Lines of data:
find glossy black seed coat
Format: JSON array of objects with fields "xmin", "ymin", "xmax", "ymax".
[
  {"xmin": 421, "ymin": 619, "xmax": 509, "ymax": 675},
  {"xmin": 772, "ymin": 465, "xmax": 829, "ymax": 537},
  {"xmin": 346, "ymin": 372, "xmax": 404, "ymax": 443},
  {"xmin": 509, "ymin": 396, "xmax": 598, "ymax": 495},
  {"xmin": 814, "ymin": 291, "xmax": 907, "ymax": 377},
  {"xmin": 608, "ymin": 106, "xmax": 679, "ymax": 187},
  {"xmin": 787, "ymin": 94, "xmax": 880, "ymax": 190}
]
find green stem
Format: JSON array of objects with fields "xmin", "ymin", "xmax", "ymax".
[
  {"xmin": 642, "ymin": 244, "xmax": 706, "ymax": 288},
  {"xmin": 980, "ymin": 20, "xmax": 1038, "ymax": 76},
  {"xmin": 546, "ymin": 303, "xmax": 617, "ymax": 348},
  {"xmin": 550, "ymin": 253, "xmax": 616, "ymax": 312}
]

WRITTEN REQUEST >> Rewrite all of the rows above, swapping every "find" for "locate" and keeping everything else the same.

FULL OUTPUT >>
locate glossy black seed coat
Format: JSON array of objects with fields "xmin", "ymin", "xmax", "ymax".
[
  {"xmin": 421, "ymin": 619, "xmax": 509, "ymax": 675},
  {"xmin": 772, "ymin": 465, "xmax": 829, "ymax": 537},
  {"xmin": 346, "ymin": 372, "xmax": 404, "ymax": 443},
  {"xmin": 509, "ymin": 396, "xmax": 598, "ymax": 495},
  {"xmin": 814, "ymin": 291, "xmax": 907, "ymax": 377},
  {"xmin": 608, "ymin": 106, "xmax": 679, "ymax": 187},
  {"xmin": 787, "ymin": 94, "xmax": 880, "ymax": 190}
]
locate green stem
Format: JSON array of objects with fields "xmin", "ymin", "xmax", "ymax".
[
  {"xmin": 642, "ymin": 244, "xmax": 706, "ymax": 288},
  {"xmin": 980, "ymin": 20, "xmax": 1038, "ymax": 76},
  {"xmin": 546, "ymin": 303, "xmax": 617, "ymax": 348},
  {"xmin": 550, "ymin": 253, "xmax": 616, "ymax": 312}
]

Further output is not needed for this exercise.